Start of Block

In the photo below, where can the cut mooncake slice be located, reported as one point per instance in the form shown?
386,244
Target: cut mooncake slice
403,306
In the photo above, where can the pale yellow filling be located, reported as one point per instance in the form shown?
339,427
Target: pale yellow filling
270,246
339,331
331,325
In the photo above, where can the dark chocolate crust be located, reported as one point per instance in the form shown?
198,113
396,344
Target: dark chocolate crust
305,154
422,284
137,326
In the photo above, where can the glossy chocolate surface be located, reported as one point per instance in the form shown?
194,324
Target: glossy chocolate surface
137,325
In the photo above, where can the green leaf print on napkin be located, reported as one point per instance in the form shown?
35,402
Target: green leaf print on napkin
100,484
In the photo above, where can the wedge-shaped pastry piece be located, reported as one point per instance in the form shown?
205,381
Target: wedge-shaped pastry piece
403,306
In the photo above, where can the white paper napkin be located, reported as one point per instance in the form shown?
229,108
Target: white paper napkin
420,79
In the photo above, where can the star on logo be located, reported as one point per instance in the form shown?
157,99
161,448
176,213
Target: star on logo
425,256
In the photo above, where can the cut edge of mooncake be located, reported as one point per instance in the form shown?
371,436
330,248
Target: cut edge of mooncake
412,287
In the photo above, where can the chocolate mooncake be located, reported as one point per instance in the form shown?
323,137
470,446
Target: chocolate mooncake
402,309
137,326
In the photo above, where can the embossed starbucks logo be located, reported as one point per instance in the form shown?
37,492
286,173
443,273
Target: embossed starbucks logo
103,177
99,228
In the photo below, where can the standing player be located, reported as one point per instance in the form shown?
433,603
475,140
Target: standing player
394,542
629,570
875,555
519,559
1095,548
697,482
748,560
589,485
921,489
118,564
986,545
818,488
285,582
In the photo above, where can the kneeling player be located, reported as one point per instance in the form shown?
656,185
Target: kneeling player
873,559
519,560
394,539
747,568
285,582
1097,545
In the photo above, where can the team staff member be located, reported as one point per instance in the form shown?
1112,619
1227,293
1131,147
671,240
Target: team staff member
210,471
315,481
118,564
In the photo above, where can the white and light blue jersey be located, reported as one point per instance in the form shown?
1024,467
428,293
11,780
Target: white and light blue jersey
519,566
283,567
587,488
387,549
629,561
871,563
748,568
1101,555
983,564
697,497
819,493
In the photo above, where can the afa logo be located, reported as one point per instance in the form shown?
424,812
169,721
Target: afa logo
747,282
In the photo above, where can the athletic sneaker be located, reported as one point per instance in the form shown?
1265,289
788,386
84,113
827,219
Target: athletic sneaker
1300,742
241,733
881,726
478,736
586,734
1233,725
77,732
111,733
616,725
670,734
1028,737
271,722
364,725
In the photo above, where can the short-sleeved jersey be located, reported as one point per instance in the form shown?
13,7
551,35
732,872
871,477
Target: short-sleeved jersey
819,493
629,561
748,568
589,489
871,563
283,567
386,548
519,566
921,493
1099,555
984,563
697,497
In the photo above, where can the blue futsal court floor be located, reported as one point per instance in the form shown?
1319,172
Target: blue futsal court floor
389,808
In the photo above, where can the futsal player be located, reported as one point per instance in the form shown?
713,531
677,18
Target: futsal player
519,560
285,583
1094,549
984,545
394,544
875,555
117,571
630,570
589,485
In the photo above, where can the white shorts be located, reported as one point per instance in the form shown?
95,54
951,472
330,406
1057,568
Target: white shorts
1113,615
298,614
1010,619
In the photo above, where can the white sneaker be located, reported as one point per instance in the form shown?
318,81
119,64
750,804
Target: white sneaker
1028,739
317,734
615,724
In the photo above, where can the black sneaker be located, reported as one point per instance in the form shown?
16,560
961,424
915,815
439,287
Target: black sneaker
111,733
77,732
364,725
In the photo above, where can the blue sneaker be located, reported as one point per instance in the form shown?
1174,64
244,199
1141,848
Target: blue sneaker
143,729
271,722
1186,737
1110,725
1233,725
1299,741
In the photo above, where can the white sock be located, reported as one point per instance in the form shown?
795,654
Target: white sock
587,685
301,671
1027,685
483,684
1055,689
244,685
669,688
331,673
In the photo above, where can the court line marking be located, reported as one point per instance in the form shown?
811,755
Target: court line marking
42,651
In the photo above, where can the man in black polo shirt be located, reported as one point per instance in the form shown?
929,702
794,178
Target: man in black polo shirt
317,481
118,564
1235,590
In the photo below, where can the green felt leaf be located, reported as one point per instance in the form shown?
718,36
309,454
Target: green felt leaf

End of Block

> **TASK TO COMPLETE**
The listing above should be returned in full, exactly as shown.

> **WRITTEN ANSWER**
In the photo below, where can the cut mooncake slice be located, reported as one point per instance in the form shown?
386,244
Target: cut mooncake slice
403,306
In the photo above, where can the pale yellow filling be located, reported as one point per instance in the form shown?
339,427
Target: pale yellow filling
270,246
339,331
331,325
In the photo above, where can the dark chocolate crust be located, reported as one point per instance in the form shown?
198,113
396,344
Target: dark chocolate crust
305,154
422,284
137,326
In the photo above, where can the glossy chocolate surface be located, reported as one point per instance in the form shown?
194,324
Target: glossy chocolate surface
137,325
In the photo above, where can the green leaf print on napkin be located, reported as one point per instance in the form shown?
35,402
Target: green leaf print on napkin
100,484
In the photo above, where can the wedge-shaped pastry piece be located, reported as one point per instance in the form shown?
205,381
Target: wedge-shaped pastry piece
403,306
In the photo above, where can the white paper napkin be located, reported as one point per instance in the form shown?
229,108
Target: white paper napkin
420,79
In the photo above, where can the star on logo be located, reported as one point per instance in the form shown?
157,99
161,448
176,213
Target: star on logo
425,256
In the photo above, where can the cut edge of mooncake be located, reported as one point per instance in the form shown?
371,436
330,248
Target: cut edge of mooncake
412,287
In the photo above, where can the chocolate mooncake be located, reported as one point per instance in the form shown?
323,137
470,446
Target: chocolate mooncake
402,309
137,326
In the photo above, where can the embossed starbucks logo be located, reported as one point per instance in the form shown?
37,492
286,173
443,273
Target: embossed starbucks logo
103,177
99,228
In the photo below, where can the standing player be located, reported as one point per instance in the form shown?
433,603
475,140
Target: standing player
394,542
629,570
875,555
519,559
1095,548
697,482
748,560
589,485
921,489
118,564
986,545
818,488
285,582
In the photo above, where can the kneeling player be located, reported as one point per instance in the form shown?
656,185
Target: kneeling player
873,559
519,560
394,539
747,568
285,582
1097,545
In the photo above, where can the team staff member be located, reported as one point per instance in the form shown?
1112,619
1227,293
1131,147
671,240
Target: team staff member
210,471
315,481
118,564
In the photo above, where can the white and light blue jersey be located, reported as one point per instance in the form shown?
1024,467
428,293
11,780
Target: white and light blue jersey
519,566
283,567
587,488
387,549
629,561
871,563
748,568
1101,555
983,564
697,497
819,493
In the photo above, where can the afa logo be located, reported as one point per instance in the form shown?
424,812
169,721
Target: afa logo
747,282
In the photo above, where can the athletic sneaker be located, reported as one point per instance in the form shown?
1265,289
788,386
84,113
827,219
Target: athletic sneaker
1300,742
241,733
881,726
478,736
586,734
1233,725
77,732
111,733
616,725
670,734
1028,737
271,722
364,725
In the photo above, where can the short-sleeved jersey be located, reported as one point per instance in the form shown?
13,7
551,35
732,872
871,477
Target: short-sleeved jersey
819,493
629,561
748,568
589,489
871,563
283,567
386,548
519,566
921,493
1099,555
984,563
697,497
In the photo above, where can the blue futsal court floor be located, reported as one point per instance in the form shown?
1319,172
Target: blue futsal court floor
389,808
In the photo above, where can the futsal player be located, reported as one point per instance in the form shown?
713,531
677,18
Target: futsal player
519,560
285,583
1094,549
984,545
394,544
875,555
117,571
630,570
589,485
In the photo above, where can the white shorts be located, reported as one point per instance in the form shown?
95,54
951,472
330,406
1057,568
Target: white shorts
1113,615
298,614
1010,619
In the photo above, where can the white sneaker be located, reported as one point per instance in the form shown?
318,81
119,64
750,804
Target: white sneaker
1028,739
317,734
615,724
In the photo above, where can the black sneaker be located, reported as one point per instance in the form shown?
16,560
961,424
915,815
439,287
Target: black sneaker
111,733
77,732
364,725
In the photo above, where can the blue sneaker be located, reported as one point per instance in the form shown?
1174,64
244,199
1141,848
Target: blue sneaker
143,729
271,722
1186,737
1110,725
1233,725
1299,741
In the photo above, where can the white sock be located, reported as one point per instance in the form shown?
795,654
Target: white sock
587,685
301,671
1027,685
483,684
1055,689
244,685
669,688
331,673
In the photo above, where can the court line marking be located, reported as one point per instance in the form shown?
811,755
Target: court line marking
42,651
In the photo above, where can the man in black polo shirt be located, reported as one point per instance in the form shown?
929,702
794,178
Target: man in black polo shirt
317,481
118,564
1235,590
In the photo below, where can the green felt leaf be located, reported as one point per instance in the form shown?
718,36
309,454
Target: green felt leaf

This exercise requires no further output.